## Extract provided

We've reached the end of the semester in EDUC 334, but now, on the last day of class, disaster strikes! In a bizarre twist, a series of locks have clanged shut, trapping you in the lab! To get out, you'll have to review key ideas from our work this semester, find the clues, crack the codes, and open the locks to escape.
Unfortunately, Mulder has gone into full-on zombie mode, listening to some obscure band that no one has ever heard of, so he won't be able to help you. (How typical, Mulder!)
Oh, and did I mention the sewer lice? If you don't break out in 45 minutes, they'll start creeping up through the sink drains...and that's just as bad as you are imagining. Better partner up with a few classmates, and get to work. This page has all sorts of information--and clues--to help you break out. Good luck!
Throughout this semester, we've been thinking about the relationship between faith and science. Our culture would like us to believe that faith and science are at war--that we have to choose between these as two options.
But is that really the case?
How has God revealed Himself to us? Article 2 of the Belgic Confession teaches us this...
(You can read the entirety of the Belgic Confession online, if you're interested. It really is a beautiful summary of a Reformed perspective on the Christian faith.)

## Given instruction 1
Retype the escape-room passage in full, without altering any word or punctuation mark.
## Given instruction 2
Reproduce only the stretch of entries from the line containing "A single point marks each instance of the reusch" through the last entry, replacing "white" with "cream" and leaving all else as it stands.
The escape-room passage and the entries that follow it are unrelated to each other.

## Records for the exercise
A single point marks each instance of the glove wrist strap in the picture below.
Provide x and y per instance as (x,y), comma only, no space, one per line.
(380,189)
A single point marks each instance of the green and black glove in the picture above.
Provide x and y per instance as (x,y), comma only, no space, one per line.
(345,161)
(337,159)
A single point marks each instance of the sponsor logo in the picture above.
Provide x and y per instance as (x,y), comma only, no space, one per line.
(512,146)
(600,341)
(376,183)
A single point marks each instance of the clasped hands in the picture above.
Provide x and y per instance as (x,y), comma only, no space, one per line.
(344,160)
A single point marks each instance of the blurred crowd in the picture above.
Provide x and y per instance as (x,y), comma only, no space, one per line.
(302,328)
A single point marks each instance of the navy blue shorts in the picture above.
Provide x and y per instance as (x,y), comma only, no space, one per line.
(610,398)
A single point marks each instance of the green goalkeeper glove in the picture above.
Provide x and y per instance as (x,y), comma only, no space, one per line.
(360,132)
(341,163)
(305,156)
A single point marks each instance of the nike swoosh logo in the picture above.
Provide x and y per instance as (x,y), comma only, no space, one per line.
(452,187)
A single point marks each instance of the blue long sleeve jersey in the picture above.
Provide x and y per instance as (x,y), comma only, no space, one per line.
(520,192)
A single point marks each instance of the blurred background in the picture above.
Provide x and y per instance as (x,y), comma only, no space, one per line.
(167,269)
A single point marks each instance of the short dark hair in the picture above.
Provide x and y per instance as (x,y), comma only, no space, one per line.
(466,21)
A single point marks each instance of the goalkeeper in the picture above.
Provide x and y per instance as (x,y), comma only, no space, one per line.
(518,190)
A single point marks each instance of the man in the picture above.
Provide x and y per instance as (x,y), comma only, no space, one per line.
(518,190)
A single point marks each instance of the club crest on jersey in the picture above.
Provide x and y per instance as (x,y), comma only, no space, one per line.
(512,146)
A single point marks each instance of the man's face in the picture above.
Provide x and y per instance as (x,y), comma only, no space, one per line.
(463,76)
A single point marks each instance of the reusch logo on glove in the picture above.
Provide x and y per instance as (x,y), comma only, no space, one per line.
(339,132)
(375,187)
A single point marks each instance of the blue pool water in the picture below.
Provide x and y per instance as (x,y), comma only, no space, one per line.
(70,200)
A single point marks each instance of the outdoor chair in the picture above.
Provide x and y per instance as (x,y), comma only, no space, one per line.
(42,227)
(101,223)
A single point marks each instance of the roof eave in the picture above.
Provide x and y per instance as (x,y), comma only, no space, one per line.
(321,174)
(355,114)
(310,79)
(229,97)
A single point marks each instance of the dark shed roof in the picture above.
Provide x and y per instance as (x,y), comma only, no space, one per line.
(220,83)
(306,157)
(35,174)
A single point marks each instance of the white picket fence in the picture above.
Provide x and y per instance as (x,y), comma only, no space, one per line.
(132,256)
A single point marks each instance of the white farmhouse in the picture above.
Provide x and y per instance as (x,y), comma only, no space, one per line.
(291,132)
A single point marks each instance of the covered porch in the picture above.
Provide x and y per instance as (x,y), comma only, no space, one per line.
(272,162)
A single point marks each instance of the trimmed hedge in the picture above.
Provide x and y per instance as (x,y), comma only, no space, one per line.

## Task solution 1
We've reached the end of the semester in EDUC 334, but now, on the last day of class, disaster strikes! In a bizarre twist, a series of locks have clanged shut, trapping you in the lab! To get out, you'll have to review key ideas from our work this semester, find the clues, crack the codes, and open the locks to escape.
Unfortunately, Mulder has gone into full-on zombie mode, listening to some obscure band that no one has ever heard of, so he won't be able to help you. (How typical, Mulder!)
Oh, and did I mention the sewer lice? If you don't break out in 45 minutes, they'll start creeping up through the sink drains...and that's just as bad as you are imagining. Better partner up with a few classmates, and get to work. This page has all sorts of information--and clues--to help you break out. Good luck!
Throughout this semester, we've been thinking about the relationship between faith and science. Our culture would like us to believe that faith and science are at war--that we have to choose between these as two options.
But is that really the case?
How has God revealed Himself to us? Article 2 of the Belgic Confession teaches us this...
(You can read the entirety of the Belgic Confession online, if you're interested. It really is a beautiful summary of a Reformed perspective on the Christian faith.)

## Task solution 2
A single point marks each instance of the reusch logo on glove in the picture above.
Provide x and y per instance as (x,y), comma only, no space, one per line.
(339,132)
(375,187)
A single point marks each instance of the blue pool water in the picture below.
Provide x and y per instance as (x,y), comma only, no space, one per line.
(70,200)
A single point marks each instance of the outdoor chair in the picture above.
Provide x and y per instance as (x,y), comma only, no space, one per line.
(42,227)
(101,223)
A single point marks each instance of the roof eave in the picture above.
Provide x and y per instance as (x,y), comma only, no space, one per line.
(321,174)
(355,114)
(310,79)
(229,97)
A single point marks each instance of the dark shed roof in the picture above.
Provide x and y per instance as (x,y), comma only, no space, one per line.
(220,83)
(306,157)
(35,174)
A single point marks each instance of the cream picket fence in the picture above.
Provide x and y per instance as (x,y), comma only, no space, one per line.
(132,256)
A single point marks each instance of the cream farmhouse in the picture above.
Provide x and y per instance as (x,y), comma only, no space, one per line.
(291,132)
A single point marks each instance of the covered porch in the picture above.
Provide x and y per instance as (x,y), comma only, no space, one per line.
(272,162)
A single point marks each instance of the trimmed hedge in the picture above.
Provide x and y per instance as (x,y), comma only, no space, one per line.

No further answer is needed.